## START RECORDS
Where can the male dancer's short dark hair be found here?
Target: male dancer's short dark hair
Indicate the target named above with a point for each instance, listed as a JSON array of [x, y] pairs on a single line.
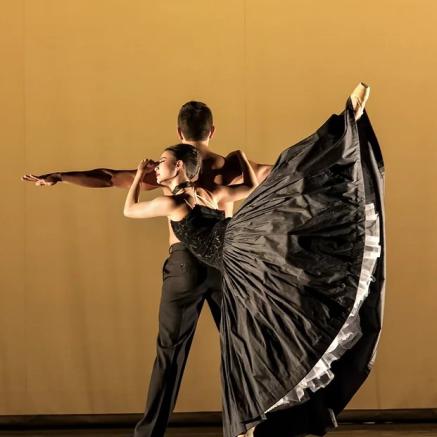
[[195, 121]]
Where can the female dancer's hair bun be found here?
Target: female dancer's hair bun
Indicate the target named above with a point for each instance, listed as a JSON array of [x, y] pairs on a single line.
[[189, 155]]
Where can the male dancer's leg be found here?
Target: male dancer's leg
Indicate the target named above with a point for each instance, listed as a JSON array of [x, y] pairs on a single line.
[[186, 284]]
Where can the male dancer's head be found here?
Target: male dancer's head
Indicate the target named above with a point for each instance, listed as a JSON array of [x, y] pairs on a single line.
[[195, 123]]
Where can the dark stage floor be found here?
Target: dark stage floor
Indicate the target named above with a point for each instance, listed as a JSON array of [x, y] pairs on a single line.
[[386, 430]]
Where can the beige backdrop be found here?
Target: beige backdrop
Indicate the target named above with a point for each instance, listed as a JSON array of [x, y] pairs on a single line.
[[91, 83]]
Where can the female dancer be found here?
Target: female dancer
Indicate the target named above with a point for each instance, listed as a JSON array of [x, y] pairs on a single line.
[[300, 313]]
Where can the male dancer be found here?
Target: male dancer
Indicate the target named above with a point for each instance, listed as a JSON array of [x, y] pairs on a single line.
[[187, 283]]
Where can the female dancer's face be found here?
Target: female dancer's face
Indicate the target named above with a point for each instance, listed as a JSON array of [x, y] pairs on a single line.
[[167, 168]]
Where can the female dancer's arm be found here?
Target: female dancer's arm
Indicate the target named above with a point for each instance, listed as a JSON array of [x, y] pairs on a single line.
[[97, 178], [232, 193], [158, 207]]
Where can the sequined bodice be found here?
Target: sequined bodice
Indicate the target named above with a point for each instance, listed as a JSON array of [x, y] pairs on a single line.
[[202, 231]]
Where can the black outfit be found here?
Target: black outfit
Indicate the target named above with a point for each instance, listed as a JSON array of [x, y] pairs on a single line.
[[303, 279], [187, 283]]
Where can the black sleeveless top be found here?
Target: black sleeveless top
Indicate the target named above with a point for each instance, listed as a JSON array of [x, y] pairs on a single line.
[[202, 231]]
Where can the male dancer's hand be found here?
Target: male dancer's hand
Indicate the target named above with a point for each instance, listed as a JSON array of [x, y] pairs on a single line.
[[45, 180]]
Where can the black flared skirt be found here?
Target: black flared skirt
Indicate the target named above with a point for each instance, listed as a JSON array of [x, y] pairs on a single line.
[[303, 281]]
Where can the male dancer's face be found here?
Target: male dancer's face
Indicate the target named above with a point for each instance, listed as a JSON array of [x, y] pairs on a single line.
[[167, 168]]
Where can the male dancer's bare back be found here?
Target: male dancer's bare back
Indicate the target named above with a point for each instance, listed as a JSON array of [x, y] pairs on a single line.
[[187, 283]]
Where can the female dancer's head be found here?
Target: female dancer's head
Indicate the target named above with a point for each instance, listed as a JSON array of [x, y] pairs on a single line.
[[177, 164]]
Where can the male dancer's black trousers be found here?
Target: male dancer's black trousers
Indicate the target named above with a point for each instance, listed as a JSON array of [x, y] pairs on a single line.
[[187, 283]]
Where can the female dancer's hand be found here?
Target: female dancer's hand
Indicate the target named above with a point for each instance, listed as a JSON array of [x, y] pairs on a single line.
[[146, 166]]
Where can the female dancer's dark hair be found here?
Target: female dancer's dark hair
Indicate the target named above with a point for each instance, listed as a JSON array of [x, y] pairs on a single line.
[[190, 156]]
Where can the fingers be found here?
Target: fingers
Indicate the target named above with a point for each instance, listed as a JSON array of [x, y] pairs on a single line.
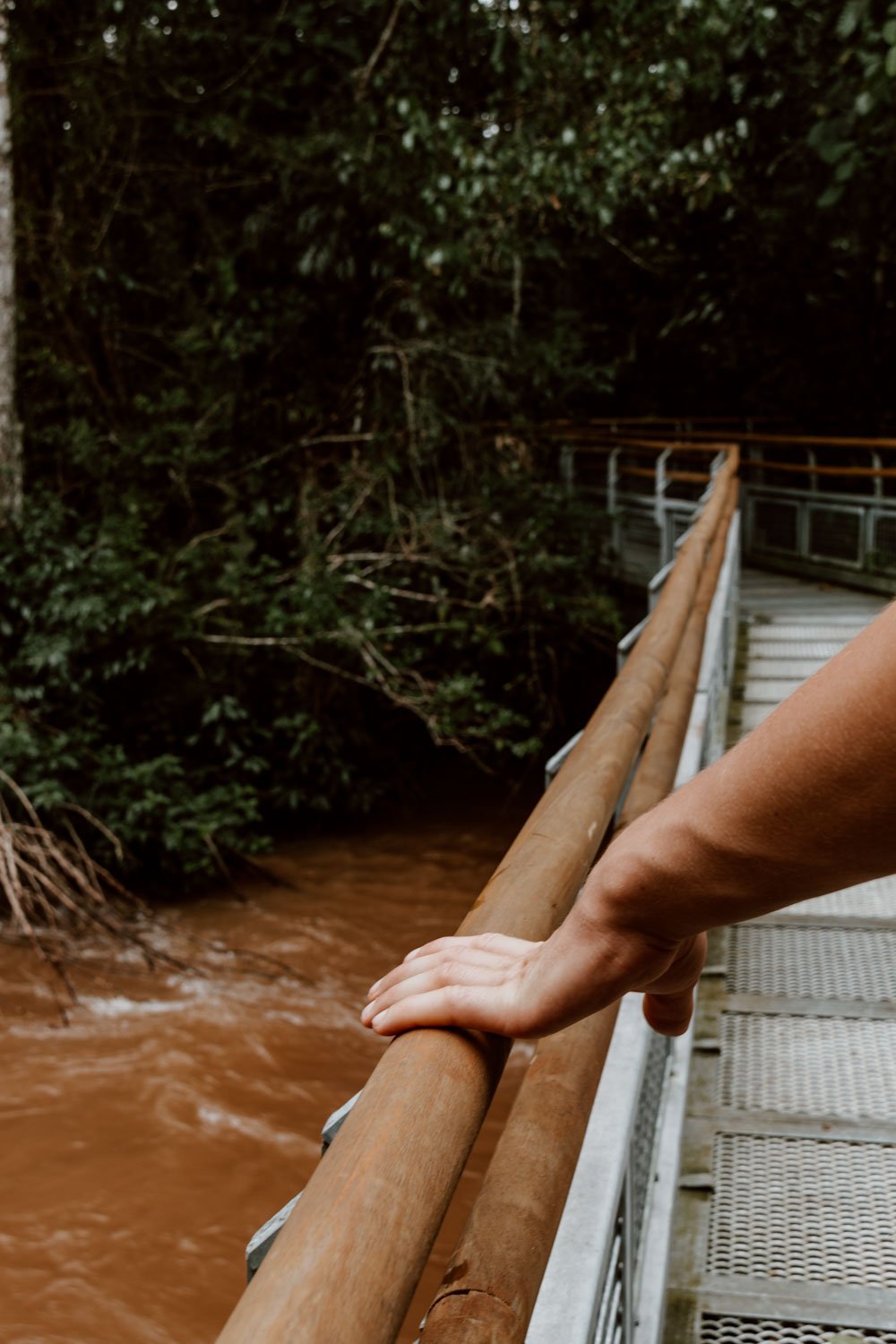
[[669, 1013], [471, 983], [497, 943], [473, 1007], [435, 975], [449, 952]]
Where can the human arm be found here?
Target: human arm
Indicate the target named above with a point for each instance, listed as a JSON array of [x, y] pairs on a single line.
[[805, 804]]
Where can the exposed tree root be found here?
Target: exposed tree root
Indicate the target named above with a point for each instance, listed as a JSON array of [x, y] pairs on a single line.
[[58, 900]]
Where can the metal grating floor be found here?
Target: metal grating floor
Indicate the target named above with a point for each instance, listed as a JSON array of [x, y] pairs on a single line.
[[804, 1209], [868, 900], [809, 1066], [786, 1215], [737, 1330], [793, 962]]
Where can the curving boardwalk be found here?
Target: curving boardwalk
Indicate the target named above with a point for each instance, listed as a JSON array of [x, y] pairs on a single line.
[[785, 1228]]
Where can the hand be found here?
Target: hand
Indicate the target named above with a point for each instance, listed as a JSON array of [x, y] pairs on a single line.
[[522, 989]]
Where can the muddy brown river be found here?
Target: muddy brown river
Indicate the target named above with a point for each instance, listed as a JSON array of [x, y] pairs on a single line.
[[142, 1144]]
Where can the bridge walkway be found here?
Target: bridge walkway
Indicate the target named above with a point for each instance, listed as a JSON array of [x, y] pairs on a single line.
[[785, 1226]]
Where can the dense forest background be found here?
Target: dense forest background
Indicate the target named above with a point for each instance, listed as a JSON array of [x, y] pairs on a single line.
[[280, 265]]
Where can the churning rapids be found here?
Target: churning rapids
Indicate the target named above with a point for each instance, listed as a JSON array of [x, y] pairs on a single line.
[[145, 1142]]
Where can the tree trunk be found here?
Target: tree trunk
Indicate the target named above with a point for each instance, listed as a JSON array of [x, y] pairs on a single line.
[[10, 432]]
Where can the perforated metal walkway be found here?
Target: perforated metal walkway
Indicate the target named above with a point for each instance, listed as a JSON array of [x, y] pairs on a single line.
[[786, 1214]]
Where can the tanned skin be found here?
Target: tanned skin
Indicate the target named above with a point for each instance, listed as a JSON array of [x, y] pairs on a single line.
[[804, 806]]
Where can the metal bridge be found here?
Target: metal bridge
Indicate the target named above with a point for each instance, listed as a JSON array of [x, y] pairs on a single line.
[[737, 1185]]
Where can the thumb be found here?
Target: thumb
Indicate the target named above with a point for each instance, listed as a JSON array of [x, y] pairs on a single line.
[[668, 1003]]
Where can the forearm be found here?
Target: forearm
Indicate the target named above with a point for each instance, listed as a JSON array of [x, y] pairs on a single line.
[[806, 804]]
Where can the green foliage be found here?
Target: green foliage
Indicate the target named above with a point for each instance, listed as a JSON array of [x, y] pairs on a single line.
[[280, 263], [190, 696]]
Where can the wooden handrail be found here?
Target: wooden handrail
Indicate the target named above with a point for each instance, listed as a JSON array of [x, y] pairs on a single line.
[[810, 470], [699, 478], [493, 1277], [755, 437], [347, 1261]]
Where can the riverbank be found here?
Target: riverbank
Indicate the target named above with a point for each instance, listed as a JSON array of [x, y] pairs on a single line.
[[144, 1144]]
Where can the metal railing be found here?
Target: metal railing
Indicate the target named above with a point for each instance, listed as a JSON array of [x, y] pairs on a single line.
[[802, 511], [605, 1282], [349, 1258]]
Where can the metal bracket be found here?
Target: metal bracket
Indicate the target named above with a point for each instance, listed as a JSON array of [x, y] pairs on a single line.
[[261, 1242]]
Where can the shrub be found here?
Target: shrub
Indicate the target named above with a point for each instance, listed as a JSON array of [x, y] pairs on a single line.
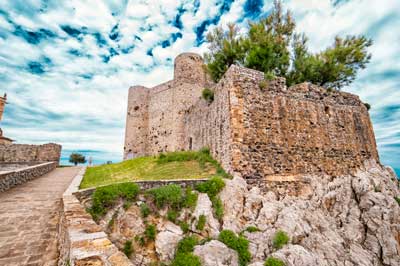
[[140, 239], [128, 249], [252, 229], [240, 244], [218, 208], [212, 186], [105, 197], [144, 210], [184, 226], [186, 259], [186, 245], [397, 199], [150, 232], [280, 239], [170, 195], [201, 222], [208, 95], [271, 261], [127, 205], [263, 84], [172, 215], [269, 75], [190, 199]]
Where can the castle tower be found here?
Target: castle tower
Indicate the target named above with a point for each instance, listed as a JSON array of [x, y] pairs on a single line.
[[136, 122], [3, 101], [155, 116]]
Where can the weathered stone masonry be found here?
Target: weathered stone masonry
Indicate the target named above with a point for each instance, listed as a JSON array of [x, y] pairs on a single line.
[[251, 130]]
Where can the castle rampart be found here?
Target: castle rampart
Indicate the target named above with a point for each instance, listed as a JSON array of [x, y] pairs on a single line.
[[255, 130]]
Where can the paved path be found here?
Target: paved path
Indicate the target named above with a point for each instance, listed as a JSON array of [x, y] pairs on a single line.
[[29, 216]]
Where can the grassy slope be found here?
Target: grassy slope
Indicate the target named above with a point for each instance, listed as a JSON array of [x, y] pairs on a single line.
[[145, 168]]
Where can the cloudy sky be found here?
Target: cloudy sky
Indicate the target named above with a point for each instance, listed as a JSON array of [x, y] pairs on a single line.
[[67, 65]]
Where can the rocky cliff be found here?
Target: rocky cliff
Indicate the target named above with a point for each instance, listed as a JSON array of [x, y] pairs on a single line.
[[346, 220]]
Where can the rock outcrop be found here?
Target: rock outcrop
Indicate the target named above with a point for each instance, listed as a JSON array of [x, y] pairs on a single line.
[[347, 220], [351, 220]]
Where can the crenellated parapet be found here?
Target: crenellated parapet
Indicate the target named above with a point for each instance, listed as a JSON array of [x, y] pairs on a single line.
[[254, 127]]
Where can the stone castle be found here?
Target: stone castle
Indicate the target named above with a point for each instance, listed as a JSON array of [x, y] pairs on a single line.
[[253, 127], [3, 102]]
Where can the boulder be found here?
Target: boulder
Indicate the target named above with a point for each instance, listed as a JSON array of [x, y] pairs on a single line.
[[167, 239], [204, 207], [233, 196], [215, 253]]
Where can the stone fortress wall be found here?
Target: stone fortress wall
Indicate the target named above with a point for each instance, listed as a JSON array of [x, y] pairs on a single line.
[[25, 153], [251, 130], [155, 115]]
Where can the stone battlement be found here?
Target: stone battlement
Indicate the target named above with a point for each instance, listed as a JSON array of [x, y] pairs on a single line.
[[253, 127]]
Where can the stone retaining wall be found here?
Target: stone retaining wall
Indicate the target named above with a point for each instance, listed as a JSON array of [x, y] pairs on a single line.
[[81, 240], [15, 177], [26, 153]]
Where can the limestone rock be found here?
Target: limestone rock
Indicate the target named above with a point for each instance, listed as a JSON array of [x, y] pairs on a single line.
[[166, 240], [204, 207], [233, 197], [215, 253], [295, 255]]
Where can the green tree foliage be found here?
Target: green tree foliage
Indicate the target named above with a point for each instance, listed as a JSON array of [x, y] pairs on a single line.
[[76, 158], [238, 243], [271, 261], [280, 239], [273, 46]]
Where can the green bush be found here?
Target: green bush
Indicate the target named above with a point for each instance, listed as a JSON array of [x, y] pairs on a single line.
[[263, 84], [190, 199], [186, 245], [184, 226], [218, 208], [252, 229], [397, 199], [208, 95], [240, 244], [140, 239], [106, 197], [172, 215], [271, 261], [170, 195], [201, 222], [212, 187], [280, 239], [128, 249], [150, 232], [127, 205], [144, 210], [186, 259]]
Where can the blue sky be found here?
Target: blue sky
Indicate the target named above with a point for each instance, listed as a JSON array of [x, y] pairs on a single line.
[[67, 65]]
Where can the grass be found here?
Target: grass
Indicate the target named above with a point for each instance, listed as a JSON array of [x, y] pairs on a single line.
[[173, 165], [106, 197]]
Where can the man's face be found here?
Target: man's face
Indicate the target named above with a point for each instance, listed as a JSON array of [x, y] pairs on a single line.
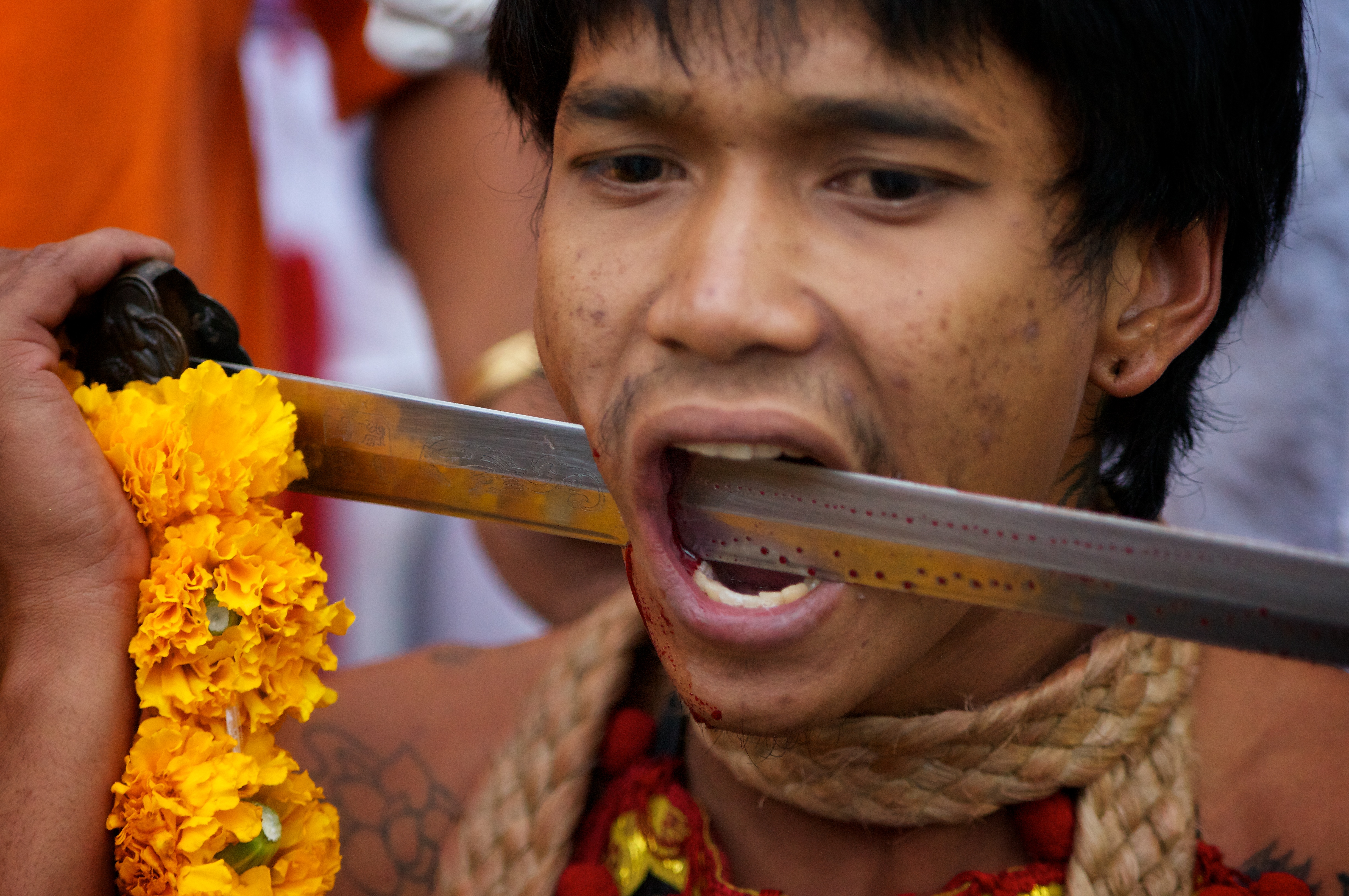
[[844, 258]]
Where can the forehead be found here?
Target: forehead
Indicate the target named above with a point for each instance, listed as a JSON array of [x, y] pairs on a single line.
[[827, 71]]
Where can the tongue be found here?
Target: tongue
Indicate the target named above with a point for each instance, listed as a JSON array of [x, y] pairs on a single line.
[[751, 581]]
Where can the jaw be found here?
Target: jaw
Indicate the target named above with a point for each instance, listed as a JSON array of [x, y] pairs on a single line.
[[770, 671]]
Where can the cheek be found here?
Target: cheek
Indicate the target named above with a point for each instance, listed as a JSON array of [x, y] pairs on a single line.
[[984, 388]]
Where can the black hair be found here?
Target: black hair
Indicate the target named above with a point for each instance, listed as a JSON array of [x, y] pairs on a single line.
[[1177, 113]]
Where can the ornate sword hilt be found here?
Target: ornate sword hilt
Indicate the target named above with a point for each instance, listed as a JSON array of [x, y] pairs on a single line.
[[150, 322]]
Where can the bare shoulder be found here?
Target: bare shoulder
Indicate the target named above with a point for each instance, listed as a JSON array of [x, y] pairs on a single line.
[[401, 751], [1274, 783]]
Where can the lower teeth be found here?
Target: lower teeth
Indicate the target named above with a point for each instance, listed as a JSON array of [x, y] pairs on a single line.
[[706, 581]]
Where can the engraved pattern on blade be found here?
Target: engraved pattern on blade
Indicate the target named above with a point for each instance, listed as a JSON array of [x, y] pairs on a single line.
[[842, 527], [446, 458], [1018, 555]]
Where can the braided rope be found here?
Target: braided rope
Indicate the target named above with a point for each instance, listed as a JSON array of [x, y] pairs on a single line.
[[516, 835], [1113, 723], [954, 767]]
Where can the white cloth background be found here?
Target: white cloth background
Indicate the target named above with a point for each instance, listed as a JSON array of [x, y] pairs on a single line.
[[1278, 467], [411, 578]]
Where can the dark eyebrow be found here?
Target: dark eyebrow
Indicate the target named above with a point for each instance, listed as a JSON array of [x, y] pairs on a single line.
[[617, 104], [883, 118], [631, 104]]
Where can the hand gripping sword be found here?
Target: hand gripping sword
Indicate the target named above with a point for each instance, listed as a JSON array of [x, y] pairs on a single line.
[[887, 534]]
## END RECORDS
■ **EXERCISE**
Write out word for word the part of the material that opens with the line containing "Where can the metal grating" and closes with the line containing "[[785, 1226]]", including both of those lines.

■ **OUTPUT FOR THIS EXERCISE**
Where can the metal grating floor be found here?
Target: metal grating floor
Indicate the target named above with a point for each instance, listed as a JSON array of [x, y] pairs on a single line.
[[804, 1209], [868, 900], [809, 1066], [786, 1215], [737, 1330], [793, 962]]
Where can the curving boardwalk be found here?
Target: curving boardwalk
Indicate the target named above with a point for each instance, listed as a JSON array of [x, y] pairs on a single line.
[[785, 1228]]
Where can the hand be found here?
Target: hand
Indicate the target named above with a point for each instance, listed as a JSON array of [x, y] pairs on a single line.
[[522, 989]]
Where can the muddy brown river be found here?
Target: muddy brown river
Indicate the target named above with a point for each instance, listed as a JSON array of [x, y] pairs on a single line.
[[142, 1144]]
Where can the bridge walkway be found here?
Target: bridge walkway
Indicate the target named above with a point for each instance, listed as a JSON array of [x, y] pairs on a single line.
[[785, 1226]]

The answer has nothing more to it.